_Work to be completed:_
Skip any image you find and restate the rest of the data word for word.
┄┄┄┄┄┄┄┄┄┄┄┄┄┄┄┄┄┄┄┄
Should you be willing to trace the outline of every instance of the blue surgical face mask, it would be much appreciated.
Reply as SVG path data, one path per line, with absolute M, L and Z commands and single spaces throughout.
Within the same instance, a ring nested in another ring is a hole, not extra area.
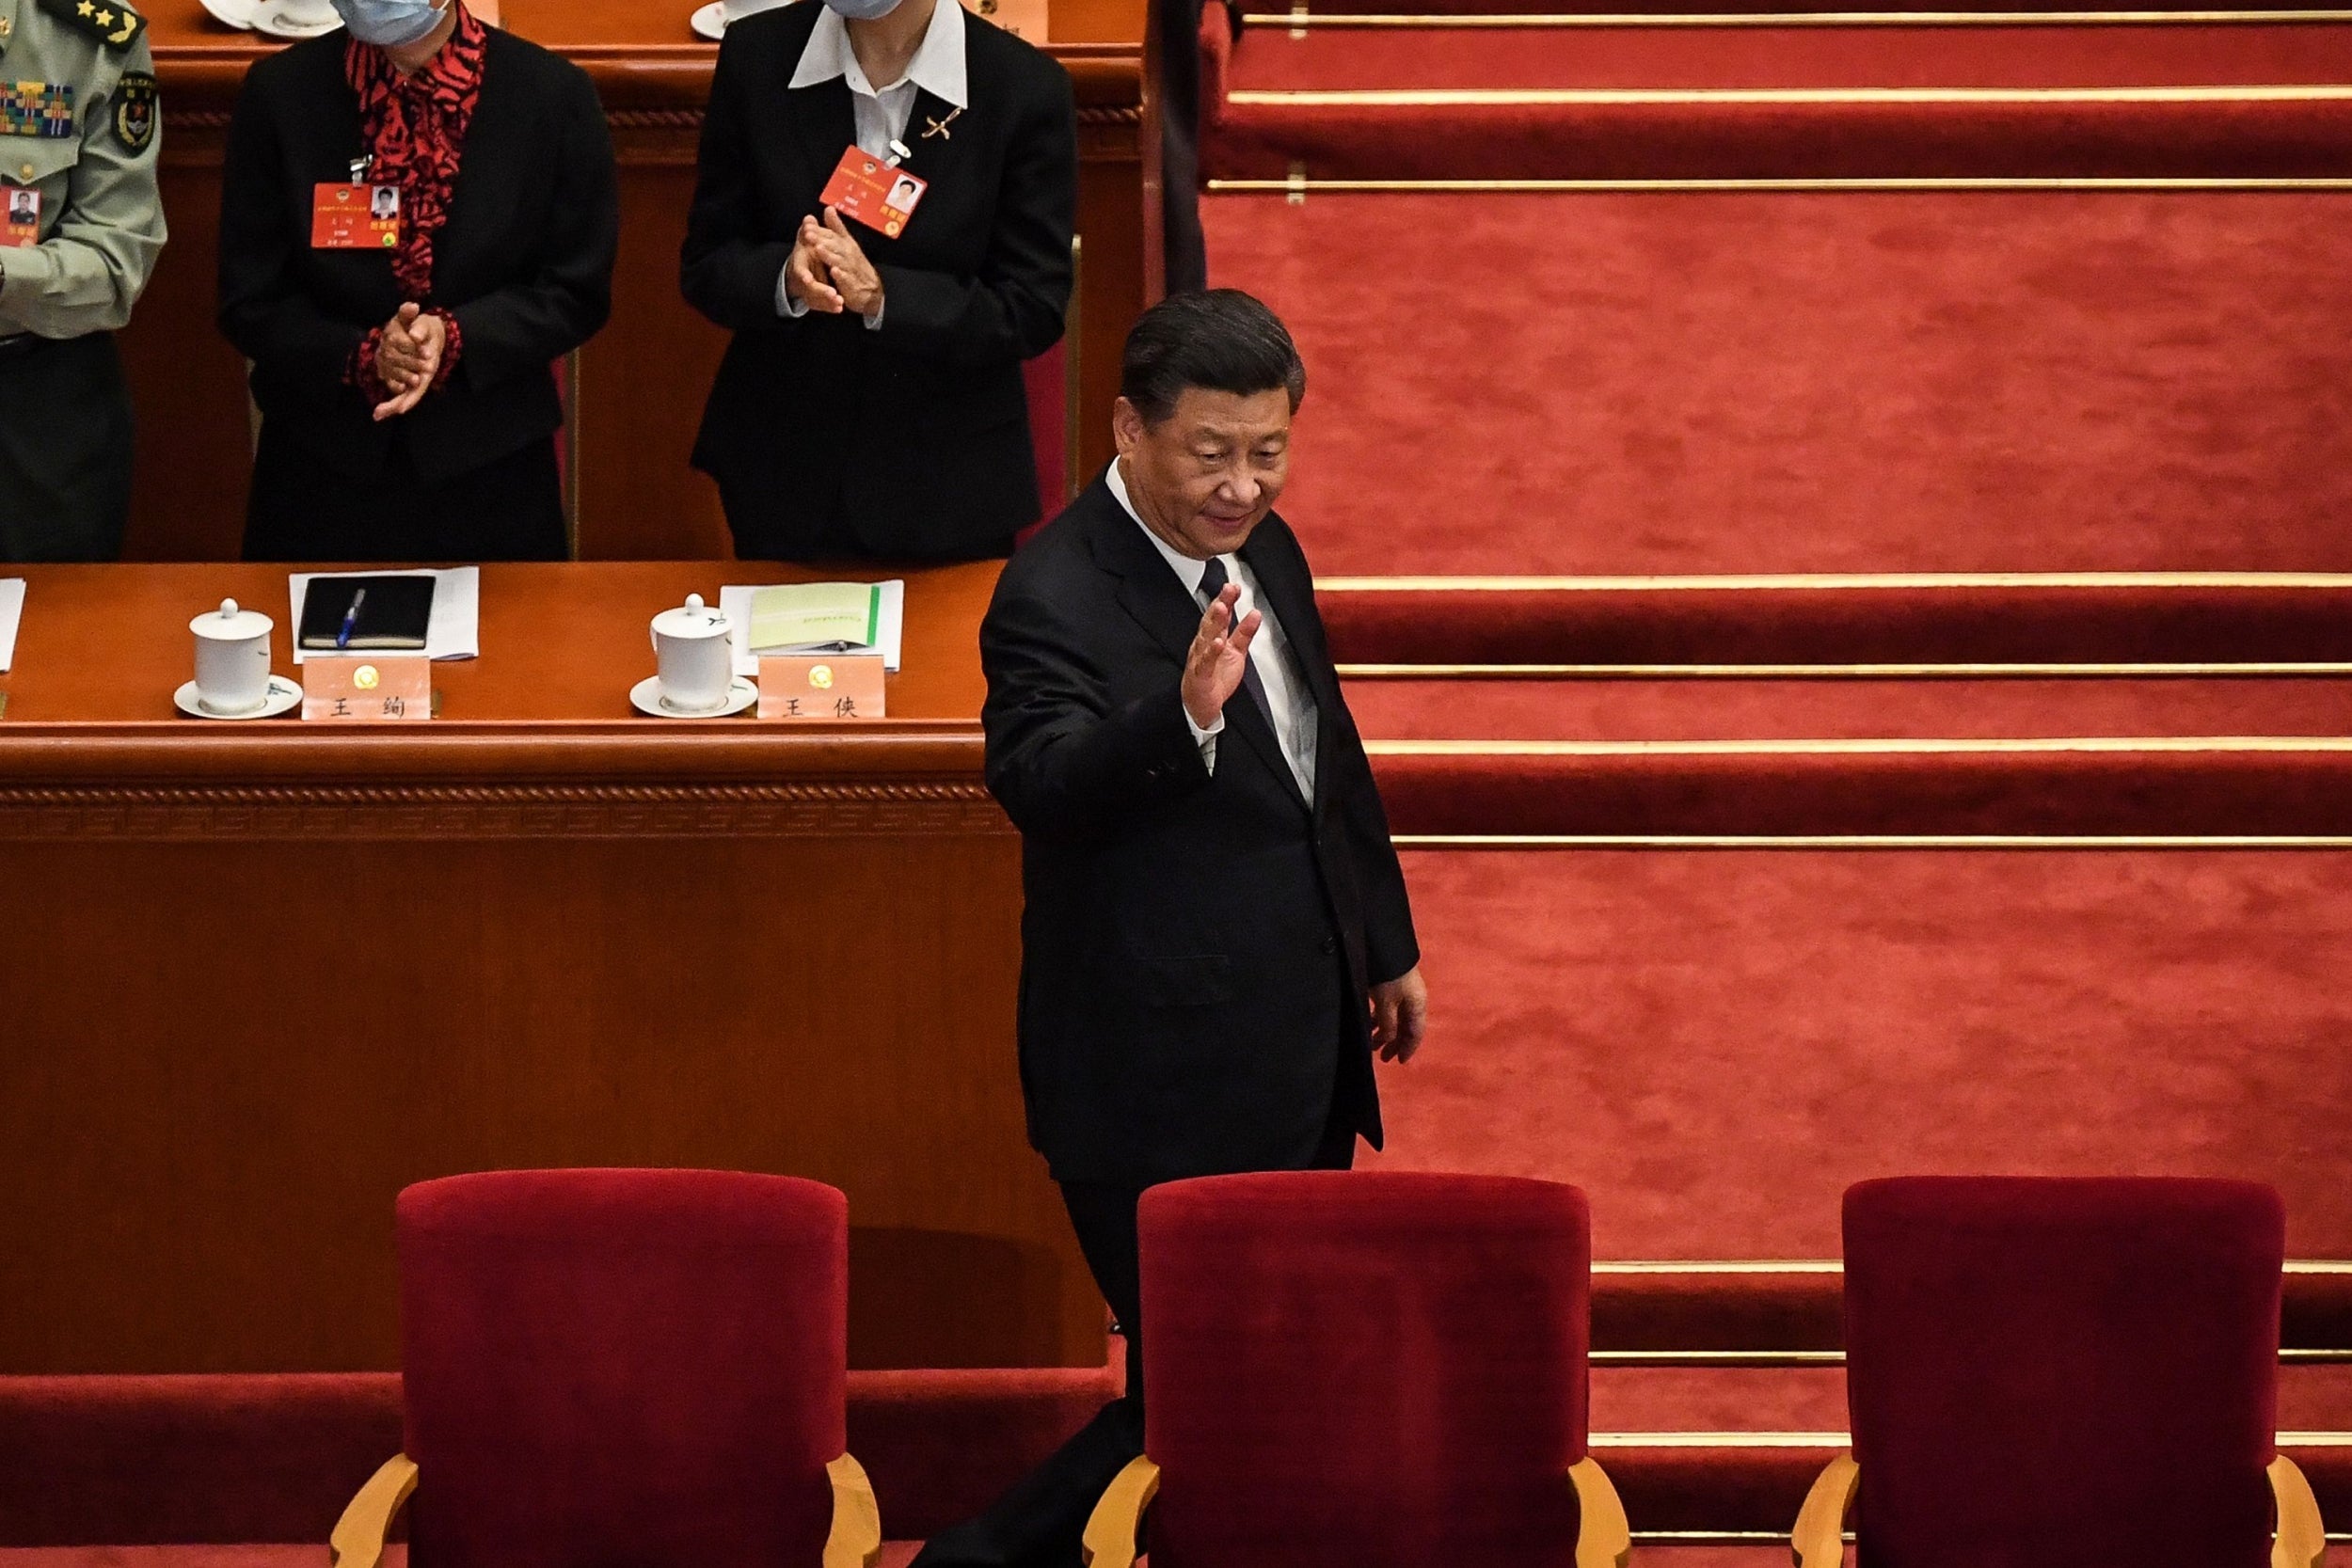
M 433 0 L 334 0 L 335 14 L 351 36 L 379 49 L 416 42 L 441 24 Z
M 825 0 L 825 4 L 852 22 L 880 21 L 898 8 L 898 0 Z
┄┄┄┄┄┄┄┄┄┄┄┄┄┄┄┄┄┄┄┄
_Answer:_
Should you be willing to trace the outline of every instance of the blue surgical face mask, it would be much appreciated.
Reply as SVG path data, one path per line, with absolute M, L and Z commands and single spaces throughout.
Within the same instance, a ring nested in another ring is a hole, not extra area.
M 433 0 L 334 0 L 335 14 L 351 36 L 379 49 L 416 42 L 441 24 Z
M 825 0 L 825 4 L 852 22 L 880 21 L 898 8 L 898 0 Z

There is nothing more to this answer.